Directions for this task » Exact output of all the records is required.

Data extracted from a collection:

▬▬▬▬▬▬

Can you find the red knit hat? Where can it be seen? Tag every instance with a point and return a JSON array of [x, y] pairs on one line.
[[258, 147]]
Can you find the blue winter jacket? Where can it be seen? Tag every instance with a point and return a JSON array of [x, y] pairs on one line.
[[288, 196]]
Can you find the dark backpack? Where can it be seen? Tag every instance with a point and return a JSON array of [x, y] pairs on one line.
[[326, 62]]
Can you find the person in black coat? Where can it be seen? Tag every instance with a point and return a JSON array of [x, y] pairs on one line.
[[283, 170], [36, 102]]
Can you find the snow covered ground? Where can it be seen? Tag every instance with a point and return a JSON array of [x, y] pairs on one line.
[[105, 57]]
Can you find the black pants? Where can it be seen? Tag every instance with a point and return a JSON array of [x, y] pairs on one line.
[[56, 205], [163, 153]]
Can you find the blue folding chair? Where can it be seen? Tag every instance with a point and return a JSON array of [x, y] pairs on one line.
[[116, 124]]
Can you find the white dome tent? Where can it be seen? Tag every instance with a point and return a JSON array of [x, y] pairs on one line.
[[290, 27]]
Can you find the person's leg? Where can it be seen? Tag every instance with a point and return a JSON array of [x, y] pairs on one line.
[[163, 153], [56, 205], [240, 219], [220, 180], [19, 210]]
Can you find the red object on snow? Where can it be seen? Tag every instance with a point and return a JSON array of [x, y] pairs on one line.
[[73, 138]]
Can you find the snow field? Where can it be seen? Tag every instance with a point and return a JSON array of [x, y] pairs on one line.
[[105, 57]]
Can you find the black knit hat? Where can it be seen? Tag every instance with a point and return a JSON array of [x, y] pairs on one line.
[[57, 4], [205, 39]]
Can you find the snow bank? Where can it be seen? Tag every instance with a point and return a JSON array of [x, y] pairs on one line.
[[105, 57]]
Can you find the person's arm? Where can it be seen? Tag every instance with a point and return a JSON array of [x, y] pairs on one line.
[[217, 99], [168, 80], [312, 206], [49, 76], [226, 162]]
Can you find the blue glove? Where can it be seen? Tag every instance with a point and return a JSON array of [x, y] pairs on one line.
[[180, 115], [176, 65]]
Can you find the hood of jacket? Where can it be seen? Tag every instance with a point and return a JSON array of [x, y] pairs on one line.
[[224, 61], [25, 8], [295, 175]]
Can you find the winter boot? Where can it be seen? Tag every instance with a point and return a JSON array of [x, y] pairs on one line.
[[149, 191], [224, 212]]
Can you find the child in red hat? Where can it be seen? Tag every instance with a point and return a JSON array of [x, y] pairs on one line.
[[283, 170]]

▬▬▬▬▬▬

Result of the task »
Can you find the red knit hat? Where can it be seen? Tag every instance with a point and return a JSON array of [x, y] pairs on one line.
[[258, 147]]
Can you find the blue winter jacket? Where can it be seen? Tag every instance with a point and return a JSON array of [x, y] pairs on one line.
[[288, 196]]
Can you find the dark backpack? Where can it be seen? Tag every instance with a point and return a JSON array of [x, y] pairs on one line.
[[326, 62]]
Can you find the person in black coat? Where can it be seen? Tag every instance with a point and return a JSON array of [x, y] pairs on one line.
[[283, 170], [36, 102]]
Can you find the snow covered ground? Where can it be seen? Tag every instance with a point and return a JSON array of [x, y] pairs on one line.
[[105, 57]]
Can you find the black pants? Where can it be seen? Tag every instance with a point and return a JSON array of [x, y] pairs on one line.
[[56, 205], [163, 153]]
Can you find the blue folding chair? Where can it be seen? Tag every instance with a point and return a JSON array of [x, y] pairs on one line.
[[116, 124]]
Can you find the white dome tent? Where can it be seen? Tag every instance with a point and return a JSON array of [x, y] pairs on one line.
[[290, 27]]
Can you find the person's leg? Where can it be seen? Tag every instance with a point and return a JSON array of [x, y] pairs on one line.
[[163, 153], [56, 205], [240, 219], [220, 180], [19, 210]]
Can you find the red object on snow? Where can it be seen? Tag every instance with a point and return a JSON array of [x, y] pairs on one line.
[[73, 138]]
Can you find the snow field? Where can it be seen? Tag every instance with a point and return a JSON array of [x, y] pairs on one line.
[[105, 57]]
Can you find the black knit hat? Where can it be seen? Tag every instance with a point and return a JSON array of [x, y] pairs on one line.
[[57, 4], [205, 39]]
Can you find the snow bank? Where can it be seen? Tag every instance with a point and return a JSON array of [x, y] pairs on one line.
[[105, 57]]
Can you find the person's arm? Where can it be seen? Tag every instance with a point and return a JSON array of [x, y] pairs on one line.
[[217, 99], [168, 80], [312, 206], [49, 76], [226, 162]]
Can you find the blue glove? Where can it be seen? Tag every instance with a point and return a JSON array of [x, y] pairs on one line.
[[180, 115], [176, 65]]
Can you find the hood of jacket? Where can it be seen? Tag every instance with a point and return a JSON array of [x, y] pairs on one line.
[[224, 61], [25, 8], [295, 175]]
Can you find the winter boot? Where can it be seen? Tag every instance with a point and return a JSON array of [x, y] pairs on one line.
[[149, 191], [224, 212]]
Can you find the child in red hat? Where can it be seen? Tag every instance with a point and return a JSON array of [x, y] pairs on one line.
[[283, 170]]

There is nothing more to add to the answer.